TASK STATEMENT:
Which lines of the data contain the string "blue"? Copy every one of them.
----
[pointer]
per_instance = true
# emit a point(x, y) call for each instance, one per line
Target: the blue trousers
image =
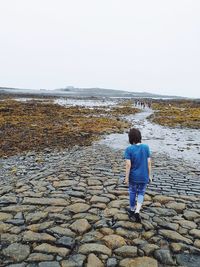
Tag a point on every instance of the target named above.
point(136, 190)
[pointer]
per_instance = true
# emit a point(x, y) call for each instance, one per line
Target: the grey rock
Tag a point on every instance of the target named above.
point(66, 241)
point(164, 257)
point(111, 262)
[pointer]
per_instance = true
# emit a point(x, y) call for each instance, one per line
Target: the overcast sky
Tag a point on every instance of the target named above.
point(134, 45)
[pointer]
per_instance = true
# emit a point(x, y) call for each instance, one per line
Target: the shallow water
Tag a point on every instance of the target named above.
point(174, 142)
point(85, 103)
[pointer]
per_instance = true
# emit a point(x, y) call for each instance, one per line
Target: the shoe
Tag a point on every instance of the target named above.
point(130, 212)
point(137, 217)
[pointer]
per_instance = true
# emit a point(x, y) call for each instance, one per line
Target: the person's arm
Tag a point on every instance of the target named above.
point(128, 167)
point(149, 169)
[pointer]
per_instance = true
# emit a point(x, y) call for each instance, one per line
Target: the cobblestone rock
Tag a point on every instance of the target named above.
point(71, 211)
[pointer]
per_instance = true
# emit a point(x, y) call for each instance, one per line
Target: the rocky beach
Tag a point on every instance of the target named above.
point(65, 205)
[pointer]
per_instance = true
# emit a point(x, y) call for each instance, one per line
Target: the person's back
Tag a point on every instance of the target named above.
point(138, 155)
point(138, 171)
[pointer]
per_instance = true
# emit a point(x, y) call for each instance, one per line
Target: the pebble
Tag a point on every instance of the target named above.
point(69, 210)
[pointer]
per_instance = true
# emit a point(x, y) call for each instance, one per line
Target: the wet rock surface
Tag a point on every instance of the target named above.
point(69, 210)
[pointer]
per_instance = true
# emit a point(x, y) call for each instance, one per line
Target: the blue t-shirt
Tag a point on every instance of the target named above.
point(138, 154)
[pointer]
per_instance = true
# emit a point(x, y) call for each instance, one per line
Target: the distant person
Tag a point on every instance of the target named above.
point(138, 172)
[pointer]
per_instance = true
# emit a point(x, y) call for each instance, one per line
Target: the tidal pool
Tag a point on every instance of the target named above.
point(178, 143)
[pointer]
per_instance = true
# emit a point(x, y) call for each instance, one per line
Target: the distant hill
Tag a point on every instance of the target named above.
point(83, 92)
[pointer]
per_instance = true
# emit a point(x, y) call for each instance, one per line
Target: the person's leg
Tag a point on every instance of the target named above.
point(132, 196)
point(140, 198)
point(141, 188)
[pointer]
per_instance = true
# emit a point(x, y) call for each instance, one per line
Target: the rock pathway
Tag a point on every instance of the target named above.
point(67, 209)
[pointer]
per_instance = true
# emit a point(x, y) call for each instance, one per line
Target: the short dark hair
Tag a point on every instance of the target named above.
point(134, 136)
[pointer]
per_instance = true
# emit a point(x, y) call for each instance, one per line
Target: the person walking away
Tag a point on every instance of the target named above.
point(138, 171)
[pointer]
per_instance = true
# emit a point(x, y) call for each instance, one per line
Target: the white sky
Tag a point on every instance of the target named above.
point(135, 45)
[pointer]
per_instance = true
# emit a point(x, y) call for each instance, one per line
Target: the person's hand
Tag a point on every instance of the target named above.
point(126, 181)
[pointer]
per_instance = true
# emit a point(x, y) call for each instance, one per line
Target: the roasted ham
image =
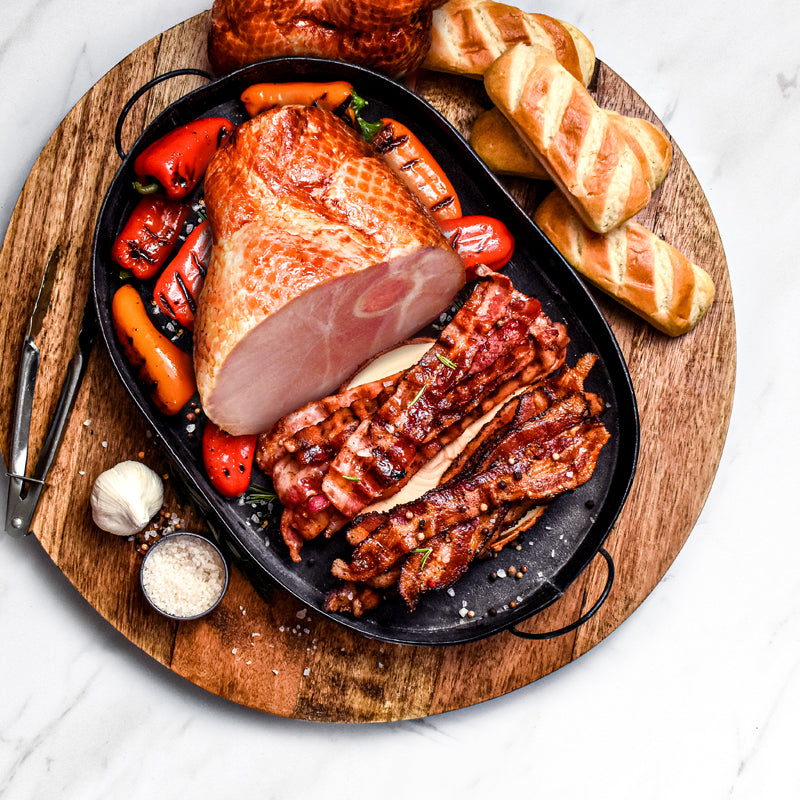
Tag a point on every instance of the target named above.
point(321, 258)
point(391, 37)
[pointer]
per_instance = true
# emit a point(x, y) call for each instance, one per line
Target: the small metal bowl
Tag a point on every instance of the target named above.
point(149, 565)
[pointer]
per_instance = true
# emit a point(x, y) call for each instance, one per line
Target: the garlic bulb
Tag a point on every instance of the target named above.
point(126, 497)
----
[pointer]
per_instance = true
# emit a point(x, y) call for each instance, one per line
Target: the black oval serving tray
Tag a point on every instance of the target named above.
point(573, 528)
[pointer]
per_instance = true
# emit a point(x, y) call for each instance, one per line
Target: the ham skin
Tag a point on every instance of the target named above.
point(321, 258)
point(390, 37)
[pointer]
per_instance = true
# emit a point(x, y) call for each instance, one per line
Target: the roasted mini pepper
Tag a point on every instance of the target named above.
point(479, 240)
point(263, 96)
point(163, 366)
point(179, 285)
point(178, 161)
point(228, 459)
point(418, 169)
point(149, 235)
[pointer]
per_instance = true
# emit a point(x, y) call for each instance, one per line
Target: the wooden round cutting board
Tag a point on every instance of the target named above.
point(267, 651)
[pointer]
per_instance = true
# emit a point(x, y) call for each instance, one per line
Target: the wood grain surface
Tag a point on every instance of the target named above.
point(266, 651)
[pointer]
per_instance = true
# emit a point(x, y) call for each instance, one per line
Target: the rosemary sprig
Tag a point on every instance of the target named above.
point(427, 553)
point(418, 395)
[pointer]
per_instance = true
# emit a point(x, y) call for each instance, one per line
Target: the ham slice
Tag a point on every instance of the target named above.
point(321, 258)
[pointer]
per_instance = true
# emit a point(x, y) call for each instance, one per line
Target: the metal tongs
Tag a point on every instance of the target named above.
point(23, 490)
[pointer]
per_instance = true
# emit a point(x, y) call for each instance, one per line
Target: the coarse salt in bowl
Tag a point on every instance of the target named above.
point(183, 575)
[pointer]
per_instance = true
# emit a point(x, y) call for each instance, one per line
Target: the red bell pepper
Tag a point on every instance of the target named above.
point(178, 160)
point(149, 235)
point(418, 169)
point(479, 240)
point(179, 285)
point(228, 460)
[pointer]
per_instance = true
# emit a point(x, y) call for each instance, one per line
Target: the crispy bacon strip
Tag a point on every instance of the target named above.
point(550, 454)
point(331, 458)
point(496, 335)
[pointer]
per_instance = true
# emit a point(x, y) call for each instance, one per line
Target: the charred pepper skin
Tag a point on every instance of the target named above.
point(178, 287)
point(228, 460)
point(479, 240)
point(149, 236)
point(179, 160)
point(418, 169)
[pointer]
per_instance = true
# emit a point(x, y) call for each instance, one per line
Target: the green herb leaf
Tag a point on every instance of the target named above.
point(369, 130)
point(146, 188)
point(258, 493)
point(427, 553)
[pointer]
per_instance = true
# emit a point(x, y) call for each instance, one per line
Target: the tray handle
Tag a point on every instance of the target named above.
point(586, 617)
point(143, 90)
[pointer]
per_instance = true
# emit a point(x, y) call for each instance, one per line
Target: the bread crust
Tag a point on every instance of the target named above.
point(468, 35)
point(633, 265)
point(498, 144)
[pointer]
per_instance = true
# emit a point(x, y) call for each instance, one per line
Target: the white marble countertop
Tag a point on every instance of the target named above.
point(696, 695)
----
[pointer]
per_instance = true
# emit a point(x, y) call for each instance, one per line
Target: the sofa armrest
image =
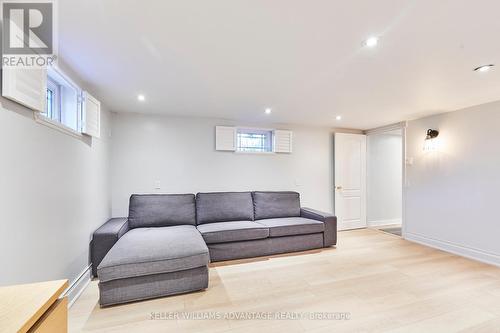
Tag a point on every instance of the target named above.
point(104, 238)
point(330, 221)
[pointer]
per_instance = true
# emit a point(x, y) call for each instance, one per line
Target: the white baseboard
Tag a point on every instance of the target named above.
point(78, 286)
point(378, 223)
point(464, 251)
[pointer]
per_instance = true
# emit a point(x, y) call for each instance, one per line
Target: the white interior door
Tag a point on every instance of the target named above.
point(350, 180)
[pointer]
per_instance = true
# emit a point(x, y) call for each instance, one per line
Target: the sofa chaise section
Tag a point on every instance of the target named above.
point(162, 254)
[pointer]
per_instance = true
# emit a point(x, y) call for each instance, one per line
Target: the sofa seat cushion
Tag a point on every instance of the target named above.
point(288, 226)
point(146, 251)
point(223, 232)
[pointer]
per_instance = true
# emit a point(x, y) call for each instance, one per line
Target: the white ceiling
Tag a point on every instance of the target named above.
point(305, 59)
----
ANSWER SECTION:
Target: the blue trousers
Target: the blue t-shirt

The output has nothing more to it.